**Task prompt:** Quote the material exactly from the line that contains "Where can the hand" through its last line. Any pictures are to be left out.

**Material:**

** START **

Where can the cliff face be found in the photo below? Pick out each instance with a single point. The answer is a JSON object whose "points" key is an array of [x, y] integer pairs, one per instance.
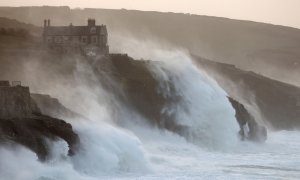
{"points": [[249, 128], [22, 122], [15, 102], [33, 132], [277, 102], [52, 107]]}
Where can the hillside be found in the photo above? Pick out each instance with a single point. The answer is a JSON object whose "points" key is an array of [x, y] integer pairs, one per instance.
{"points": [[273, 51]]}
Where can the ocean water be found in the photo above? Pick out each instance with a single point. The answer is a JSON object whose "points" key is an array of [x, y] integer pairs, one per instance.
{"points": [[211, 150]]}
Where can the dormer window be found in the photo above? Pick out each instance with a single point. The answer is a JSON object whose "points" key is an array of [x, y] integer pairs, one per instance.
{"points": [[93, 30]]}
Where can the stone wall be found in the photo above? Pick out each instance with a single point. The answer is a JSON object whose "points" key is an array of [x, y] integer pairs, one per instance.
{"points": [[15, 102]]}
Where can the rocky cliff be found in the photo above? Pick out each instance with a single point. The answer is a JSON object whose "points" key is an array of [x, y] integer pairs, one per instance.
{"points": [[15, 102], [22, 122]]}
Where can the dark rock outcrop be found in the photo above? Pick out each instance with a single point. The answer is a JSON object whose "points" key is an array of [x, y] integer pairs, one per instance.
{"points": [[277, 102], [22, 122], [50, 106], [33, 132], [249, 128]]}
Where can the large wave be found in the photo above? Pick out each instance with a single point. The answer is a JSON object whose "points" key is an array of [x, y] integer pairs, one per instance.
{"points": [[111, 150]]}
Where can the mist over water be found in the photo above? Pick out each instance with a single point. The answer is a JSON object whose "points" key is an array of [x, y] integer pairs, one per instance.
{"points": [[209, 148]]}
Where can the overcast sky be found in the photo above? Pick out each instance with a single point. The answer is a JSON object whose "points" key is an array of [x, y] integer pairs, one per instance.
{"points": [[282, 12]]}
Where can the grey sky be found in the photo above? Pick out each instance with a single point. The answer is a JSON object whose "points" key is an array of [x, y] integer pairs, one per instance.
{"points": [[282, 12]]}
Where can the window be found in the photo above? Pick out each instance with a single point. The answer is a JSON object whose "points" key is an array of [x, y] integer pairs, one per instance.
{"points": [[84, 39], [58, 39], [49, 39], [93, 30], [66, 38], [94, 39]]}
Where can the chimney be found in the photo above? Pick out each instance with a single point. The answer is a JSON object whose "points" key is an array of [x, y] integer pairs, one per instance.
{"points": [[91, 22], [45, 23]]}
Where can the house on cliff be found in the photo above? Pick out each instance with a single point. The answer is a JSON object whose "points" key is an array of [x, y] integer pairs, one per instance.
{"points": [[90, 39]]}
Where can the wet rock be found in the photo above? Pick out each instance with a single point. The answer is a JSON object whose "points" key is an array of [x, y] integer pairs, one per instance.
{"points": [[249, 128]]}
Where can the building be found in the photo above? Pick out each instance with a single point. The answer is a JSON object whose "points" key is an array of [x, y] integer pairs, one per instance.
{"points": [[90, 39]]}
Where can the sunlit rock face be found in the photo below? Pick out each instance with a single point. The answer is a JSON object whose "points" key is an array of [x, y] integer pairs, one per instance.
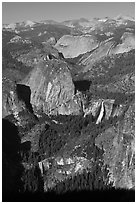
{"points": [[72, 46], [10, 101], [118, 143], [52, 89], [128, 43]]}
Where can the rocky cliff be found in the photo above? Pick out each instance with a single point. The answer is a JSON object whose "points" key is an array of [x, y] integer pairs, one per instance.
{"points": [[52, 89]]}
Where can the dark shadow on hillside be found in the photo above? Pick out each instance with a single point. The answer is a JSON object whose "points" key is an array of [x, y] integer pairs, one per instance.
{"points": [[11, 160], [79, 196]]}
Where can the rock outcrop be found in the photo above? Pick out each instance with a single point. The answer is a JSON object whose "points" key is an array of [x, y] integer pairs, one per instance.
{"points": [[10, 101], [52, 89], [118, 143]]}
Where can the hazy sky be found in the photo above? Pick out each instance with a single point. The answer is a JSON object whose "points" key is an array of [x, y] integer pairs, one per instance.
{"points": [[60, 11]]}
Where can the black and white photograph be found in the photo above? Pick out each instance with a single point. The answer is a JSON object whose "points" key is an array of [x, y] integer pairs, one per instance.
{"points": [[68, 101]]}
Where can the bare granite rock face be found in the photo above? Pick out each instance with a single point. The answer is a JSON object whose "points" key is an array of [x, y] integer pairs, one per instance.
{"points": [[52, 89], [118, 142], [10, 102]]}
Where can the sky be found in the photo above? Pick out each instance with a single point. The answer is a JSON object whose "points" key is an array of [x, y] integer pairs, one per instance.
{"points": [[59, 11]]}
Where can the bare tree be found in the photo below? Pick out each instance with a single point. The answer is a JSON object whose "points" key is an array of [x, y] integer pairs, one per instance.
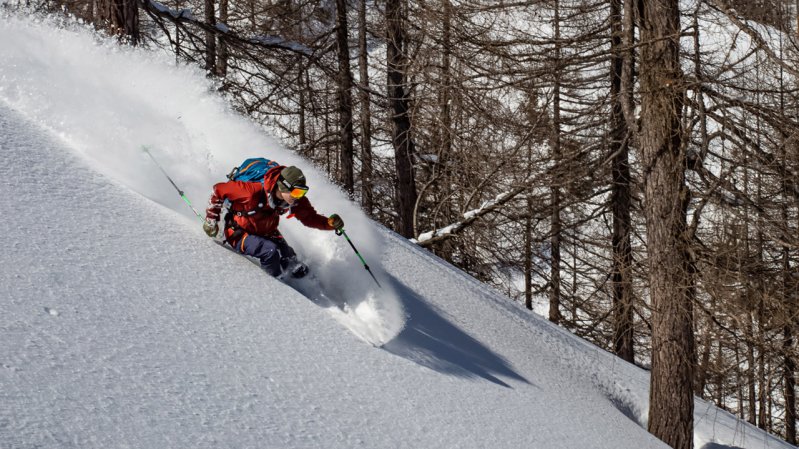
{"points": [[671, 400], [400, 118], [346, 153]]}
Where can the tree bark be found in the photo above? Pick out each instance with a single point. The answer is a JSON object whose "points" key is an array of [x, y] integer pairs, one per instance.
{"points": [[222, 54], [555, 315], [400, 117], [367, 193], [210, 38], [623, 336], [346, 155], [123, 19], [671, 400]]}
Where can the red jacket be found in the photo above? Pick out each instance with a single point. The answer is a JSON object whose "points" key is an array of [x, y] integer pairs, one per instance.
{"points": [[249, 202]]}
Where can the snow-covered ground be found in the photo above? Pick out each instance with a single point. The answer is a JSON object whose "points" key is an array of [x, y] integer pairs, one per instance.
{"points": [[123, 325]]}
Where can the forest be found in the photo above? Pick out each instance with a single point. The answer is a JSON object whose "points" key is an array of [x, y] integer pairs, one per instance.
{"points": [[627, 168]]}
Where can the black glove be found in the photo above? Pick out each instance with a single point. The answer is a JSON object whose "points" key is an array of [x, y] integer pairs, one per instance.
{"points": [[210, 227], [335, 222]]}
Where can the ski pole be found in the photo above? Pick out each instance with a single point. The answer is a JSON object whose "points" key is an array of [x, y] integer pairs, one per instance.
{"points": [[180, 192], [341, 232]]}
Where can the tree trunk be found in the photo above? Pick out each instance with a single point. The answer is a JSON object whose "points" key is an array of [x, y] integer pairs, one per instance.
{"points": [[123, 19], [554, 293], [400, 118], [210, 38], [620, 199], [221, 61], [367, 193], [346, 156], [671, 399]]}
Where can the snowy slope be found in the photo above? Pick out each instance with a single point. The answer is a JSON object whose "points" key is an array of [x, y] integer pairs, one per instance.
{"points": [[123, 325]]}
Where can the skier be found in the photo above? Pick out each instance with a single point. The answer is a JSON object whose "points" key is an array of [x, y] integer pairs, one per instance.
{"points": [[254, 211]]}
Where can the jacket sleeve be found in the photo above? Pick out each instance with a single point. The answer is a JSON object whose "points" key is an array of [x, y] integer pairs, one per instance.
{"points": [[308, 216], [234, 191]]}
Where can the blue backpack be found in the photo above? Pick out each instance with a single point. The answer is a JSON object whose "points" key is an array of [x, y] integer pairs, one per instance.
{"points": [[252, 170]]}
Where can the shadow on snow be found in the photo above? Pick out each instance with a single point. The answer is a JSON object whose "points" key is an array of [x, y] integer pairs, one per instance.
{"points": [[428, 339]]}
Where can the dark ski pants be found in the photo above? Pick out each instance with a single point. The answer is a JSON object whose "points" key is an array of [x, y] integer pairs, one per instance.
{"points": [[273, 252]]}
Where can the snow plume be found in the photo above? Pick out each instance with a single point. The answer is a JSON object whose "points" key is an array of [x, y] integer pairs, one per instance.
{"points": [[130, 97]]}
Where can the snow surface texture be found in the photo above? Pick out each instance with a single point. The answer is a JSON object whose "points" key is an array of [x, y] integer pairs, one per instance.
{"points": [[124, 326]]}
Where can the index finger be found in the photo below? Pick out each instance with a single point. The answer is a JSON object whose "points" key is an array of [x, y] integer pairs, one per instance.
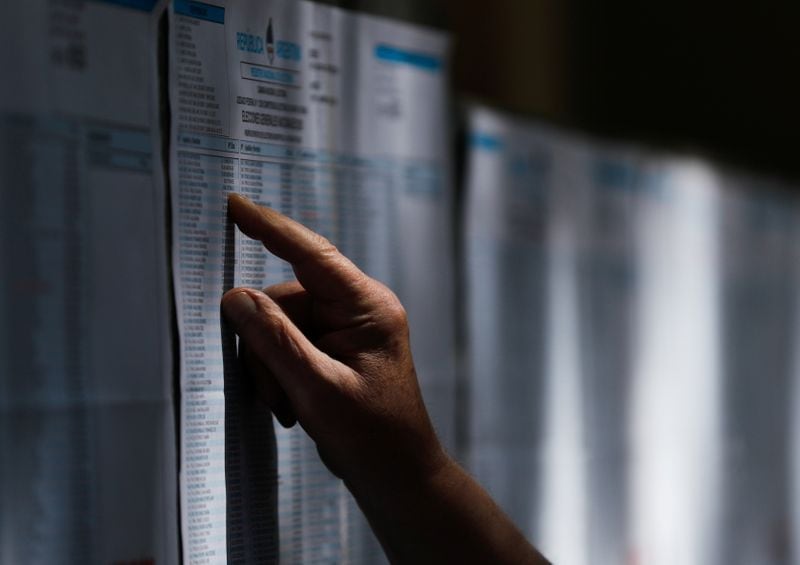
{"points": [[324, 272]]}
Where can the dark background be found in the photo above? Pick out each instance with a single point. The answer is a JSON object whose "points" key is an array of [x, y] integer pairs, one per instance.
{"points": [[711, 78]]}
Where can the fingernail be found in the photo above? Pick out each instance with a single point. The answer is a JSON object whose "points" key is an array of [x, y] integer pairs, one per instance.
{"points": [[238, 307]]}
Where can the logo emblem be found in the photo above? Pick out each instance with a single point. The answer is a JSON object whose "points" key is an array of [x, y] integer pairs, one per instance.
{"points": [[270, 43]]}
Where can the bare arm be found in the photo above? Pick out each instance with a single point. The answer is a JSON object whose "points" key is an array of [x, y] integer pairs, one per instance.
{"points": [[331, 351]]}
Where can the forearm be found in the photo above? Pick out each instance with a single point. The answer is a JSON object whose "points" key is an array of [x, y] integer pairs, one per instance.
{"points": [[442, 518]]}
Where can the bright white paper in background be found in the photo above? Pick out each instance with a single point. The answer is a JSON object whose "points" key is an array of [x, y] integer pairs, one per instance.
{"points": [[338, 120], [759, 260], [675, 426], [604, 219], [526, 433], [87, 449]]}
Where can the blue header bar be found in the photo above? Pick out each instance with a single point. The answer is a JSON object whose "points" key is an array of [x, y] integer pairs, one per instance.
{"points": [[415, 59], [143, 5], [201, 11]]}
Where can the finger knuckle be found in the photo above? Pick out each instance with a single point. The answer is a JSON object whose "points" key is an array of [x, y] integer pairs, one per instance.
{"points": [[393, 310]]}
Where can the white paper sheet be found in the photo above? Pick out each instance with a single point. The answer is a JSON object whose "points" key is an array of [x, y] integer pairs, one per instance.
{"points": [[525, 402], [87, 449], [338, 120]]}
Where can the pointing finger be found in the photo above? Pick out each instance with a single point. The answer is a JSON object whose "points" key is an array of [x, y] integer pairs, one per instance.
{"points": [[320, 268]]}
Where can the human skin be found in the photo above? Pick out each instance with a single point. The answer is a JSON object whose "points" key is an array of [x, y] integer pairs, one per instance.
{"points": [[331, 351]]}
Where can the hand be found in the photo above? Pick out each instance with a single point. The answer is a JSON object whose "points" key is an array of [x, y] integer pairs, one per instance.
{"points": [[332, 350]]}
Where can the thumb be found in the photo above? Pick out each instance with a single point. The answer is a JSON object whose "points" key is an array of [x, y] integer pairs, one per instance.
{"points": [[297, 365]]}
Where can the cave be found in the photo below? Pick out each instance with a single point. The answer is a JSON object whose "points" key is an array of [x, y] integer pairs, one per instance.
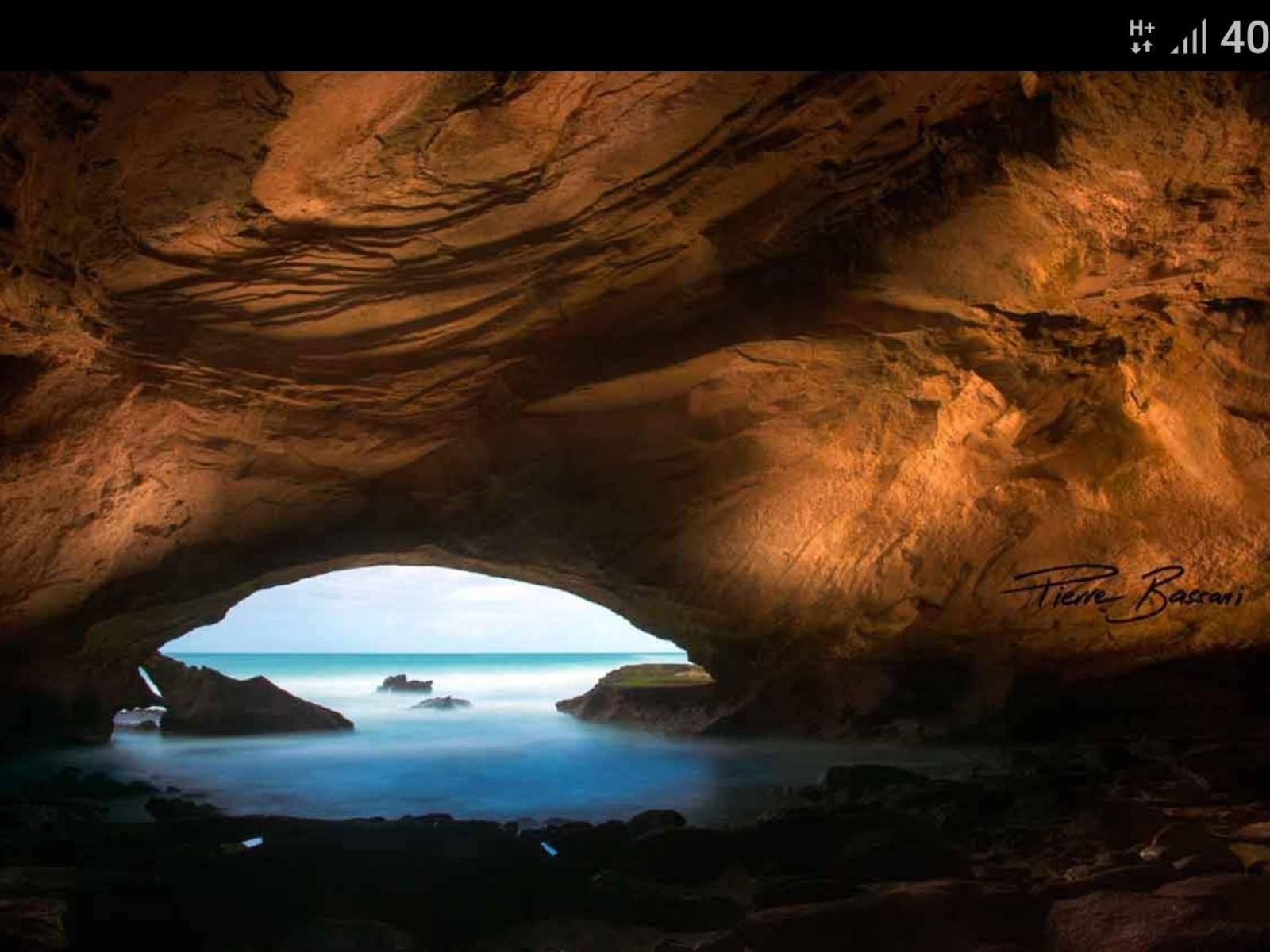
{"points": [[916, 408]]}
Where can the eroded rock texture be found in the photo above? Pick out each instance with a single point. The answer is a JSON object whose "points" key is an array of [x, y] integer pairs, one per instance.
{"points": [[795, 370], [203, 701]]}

** END **

**Output of the task:**
Where can the hand be found in the photo above? Pick out each instance with a single point. The answer is a JSON object whose "points" key is an array of [x, y] integer pairs, one per instance.
{"points": [[332, 350]]}
Where can the thumb be found in the photo above? Pick out each instance with a single point. The answer is a JSON object whose "points" key is an array of [x, y] integer pairs, one per instance.
{"points": [[297, 365]]}
Where can the cave be found in the photo below? Pick out each instance with a single point. The answer is a JSON object whose "points" key is an array of [x, y] integer pairs, one per instance.
{"points": [[916, 408]]}
Where can the eroded rock texture be found in the photo above? Pick out each instance with a single point. The answer is a JSON object whose "points" key is an array of [x, y] integer pairs, one per instance.
{"points": [[795, 370], [203, 701]]}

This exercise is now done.